# Input data start
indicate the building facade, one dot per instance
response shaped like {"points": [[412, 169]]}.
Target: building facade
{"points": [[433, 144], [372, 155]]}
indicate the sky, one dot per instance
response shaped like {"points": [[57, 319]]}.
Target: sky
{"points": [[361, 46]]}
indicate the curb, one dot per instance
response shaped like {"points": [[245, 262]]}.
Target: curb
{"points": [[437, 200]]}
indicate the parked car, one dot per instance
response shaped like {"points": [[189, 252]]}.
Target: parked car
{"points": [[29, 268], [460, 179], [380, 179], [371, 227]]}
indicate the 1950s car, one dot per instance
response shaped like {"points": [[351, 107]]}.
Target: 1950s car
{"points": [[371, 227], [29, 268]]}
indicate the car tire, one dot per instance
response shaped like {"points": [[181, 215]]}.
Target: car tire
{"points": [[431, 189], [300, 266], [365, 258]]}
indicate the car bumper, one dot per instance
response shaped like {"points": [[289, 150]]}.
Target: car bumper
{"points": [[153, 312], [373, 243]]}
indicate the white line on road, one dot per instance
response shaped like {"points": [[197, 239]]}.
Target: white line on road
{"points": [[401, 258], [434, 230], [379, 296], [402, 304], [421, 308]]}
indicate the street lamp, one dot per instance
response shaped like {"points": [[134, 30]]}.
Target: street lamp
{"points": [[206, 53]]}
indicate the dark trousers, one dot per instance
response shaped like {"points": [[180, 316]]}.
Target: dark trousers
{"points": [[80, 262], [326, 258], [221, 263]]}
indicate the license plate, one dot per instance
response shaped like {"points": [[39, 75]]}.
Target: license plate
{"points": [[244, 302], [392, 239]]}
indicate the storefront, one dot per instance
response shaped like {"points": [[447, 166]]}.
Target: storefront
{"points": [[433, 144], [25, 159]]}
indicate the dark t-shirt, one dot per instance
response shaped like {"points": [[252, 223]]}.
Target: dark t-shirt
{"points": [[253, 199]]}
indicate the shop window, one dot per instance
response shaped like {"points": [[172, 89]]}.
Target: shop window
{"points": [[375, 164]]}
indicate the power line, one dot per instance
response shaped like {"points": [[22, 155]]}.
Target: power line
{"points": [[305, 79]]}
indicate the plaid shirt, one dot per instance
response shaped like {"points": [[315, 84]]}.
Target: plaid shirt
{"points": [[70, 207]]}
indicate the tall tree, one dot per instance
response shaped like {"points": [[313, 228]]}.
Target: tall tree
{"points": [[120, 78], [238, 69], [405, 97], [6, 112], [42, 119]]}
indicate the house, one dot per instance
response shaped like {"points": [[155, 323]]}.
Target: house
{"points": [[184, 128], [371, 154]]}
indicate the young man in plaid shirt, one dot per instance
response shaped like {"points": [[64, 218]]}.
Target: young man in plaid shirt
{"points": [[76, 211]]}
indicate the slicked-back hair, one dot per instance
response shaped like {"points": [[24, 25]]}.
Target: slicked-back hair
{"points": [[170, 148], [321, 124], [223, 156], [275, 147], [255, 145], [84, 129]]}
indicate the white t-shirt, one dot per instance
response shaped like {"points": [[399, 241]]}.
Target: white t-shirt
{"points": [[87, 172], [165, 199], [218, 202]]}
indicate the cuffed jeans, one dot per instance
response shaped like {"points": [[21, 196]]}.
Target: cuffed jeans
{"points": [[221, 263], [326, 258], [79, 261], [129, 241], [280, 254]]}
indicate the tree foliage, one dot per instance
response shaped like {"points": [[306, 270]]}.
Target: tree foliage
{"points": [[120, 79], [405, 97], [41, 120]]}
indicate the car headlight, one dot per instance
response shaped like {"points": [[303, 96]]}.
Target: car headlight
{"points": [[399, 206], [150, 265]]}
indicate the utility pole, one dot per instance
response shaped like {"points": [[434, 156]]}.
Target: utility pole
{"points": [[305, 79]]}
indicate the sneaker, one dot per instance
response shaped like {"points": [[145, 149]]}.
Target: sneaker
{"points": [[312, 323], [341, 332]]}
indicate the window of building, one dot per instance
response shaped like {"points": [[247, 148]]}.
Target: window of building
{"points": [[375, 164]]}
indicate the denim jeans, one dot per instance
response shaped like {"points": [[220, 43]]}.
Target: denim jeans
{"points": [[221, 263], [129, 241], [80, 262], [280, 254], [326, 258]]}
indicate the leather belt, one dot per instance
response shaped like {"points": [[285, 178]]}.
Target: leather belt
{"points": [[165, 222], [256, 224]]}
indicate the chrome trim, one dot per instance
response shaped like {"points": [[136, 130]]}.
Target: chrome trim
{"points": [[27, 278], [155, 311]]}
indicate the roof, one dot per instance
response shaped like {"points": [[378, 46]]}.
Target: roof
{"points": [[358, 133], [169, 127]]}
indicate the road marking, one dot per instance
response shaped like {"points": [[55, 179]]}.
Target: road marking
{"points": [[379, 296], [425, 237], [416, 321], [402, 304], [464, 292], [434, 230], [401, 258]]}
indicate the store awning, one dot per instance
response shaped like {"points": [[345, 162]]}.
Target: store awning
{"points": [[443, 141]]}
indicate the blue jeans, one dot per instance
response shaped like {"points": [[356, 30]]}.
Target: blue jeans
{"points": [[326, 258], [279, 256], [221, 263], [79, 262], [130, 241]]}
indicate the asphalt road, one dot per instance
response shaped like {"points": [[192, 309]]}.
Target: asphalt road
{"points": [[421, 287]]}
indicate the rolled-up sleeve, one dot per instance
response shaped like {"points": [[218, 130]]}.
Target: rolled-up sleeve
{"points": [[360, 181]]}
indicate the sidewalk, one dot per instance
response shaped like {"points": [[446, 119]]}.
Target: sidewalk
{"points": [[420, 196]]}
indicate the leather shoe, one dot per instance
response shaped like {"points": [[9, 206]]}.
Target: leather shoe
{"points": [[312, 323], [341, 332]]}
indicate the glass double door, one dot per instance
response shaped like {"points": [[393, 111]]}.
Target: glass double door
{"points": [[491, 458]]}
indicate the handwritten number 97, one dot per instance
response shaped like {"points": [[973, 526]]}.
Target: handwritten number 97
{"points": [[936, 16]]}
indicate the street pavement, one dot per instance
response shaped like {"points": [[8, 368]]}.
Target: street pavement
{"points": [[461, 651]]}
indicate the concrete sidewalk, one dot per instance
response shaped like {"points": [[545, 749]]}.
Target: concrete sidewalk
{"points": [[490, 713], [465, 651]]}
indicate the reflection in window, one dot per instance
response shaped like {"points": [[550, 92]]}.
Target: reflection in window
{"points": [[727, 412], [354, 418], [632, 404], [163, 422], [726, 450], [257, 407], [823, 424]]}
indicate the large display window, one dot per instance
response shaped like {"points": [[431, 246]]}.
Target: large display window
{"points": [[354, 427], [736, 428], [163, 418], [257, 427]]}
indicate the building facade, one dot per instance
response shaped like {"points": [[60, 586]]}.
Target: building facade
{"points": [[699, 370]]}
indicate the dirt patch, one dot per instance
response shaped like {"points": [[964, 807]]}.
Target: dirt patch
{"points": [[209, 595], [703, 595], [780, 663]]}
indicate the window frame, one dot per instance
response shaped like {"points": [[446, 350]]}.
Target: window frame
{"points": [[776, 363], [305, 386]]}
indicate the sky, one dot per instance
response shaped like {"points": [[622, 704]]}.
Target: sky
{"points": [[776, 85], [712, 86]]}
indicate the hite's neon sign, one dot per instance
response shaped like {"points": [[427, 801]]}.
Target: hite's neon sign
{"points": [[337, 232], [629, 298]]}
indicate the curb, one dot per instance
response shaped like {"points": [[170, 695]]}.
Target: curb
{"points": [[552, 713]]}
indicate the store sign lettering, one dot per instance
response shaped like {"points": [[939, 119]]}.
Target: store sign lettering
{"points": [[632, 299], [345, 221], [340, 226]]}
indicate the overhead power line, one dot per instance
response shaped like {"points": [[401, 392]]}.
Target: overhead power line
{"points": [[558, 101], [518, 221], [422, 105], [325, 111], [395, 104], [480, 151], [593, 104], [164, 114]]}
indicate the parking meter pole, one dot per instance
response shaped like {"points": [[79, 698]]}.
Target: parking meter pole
# Input data end
Please quote exactly the lines from the one containing "indicate the window frame, one" through the last line of the records above, both included, and nothing else.

§ Final result
indicate the window frame, one dot per instance
response shaped like {"points": [[446, 350]]}.
Target: window frame
{"points": [[776, 363], [305, 386]]}
indicate the sky, one dot per instance
response shaped like {"points": [[622, 704]]}.
Target: sky
{"points": [[776, 85], [712, 86]]}
indicate the hite's neon sign, one dot per instance
response shaped like {"points": [[427, 801]]}.
Target: hite's neon sign
{"points": [[337, 232], [629, 298]]}
indicate the curb, one dot per instance
response shaped like {"points": [[170, 695]]}.
Target: curb
{"points": [[552, 713]]}
indicate the store sign lettering, one dot per instance
response shaped like {"points": [[939, 119]]}.
Target: store sign lettering
{"points": [[632, 299], [345, 221], [340, 226]]}
indicate the overhead power line, one dot per instance
response shaped like {"points": [[401, 392]]}.
Target: overhead power line
{"points": [[558, 101], [518, 221], [422, 105], [325, 111], [395, 104], [480, 151], [593, 104], [164, 114]]}
indicate the parking meter pole, one dot per instance
response shaped like {"points": [[79, 698]]}.
Target: parking meter pole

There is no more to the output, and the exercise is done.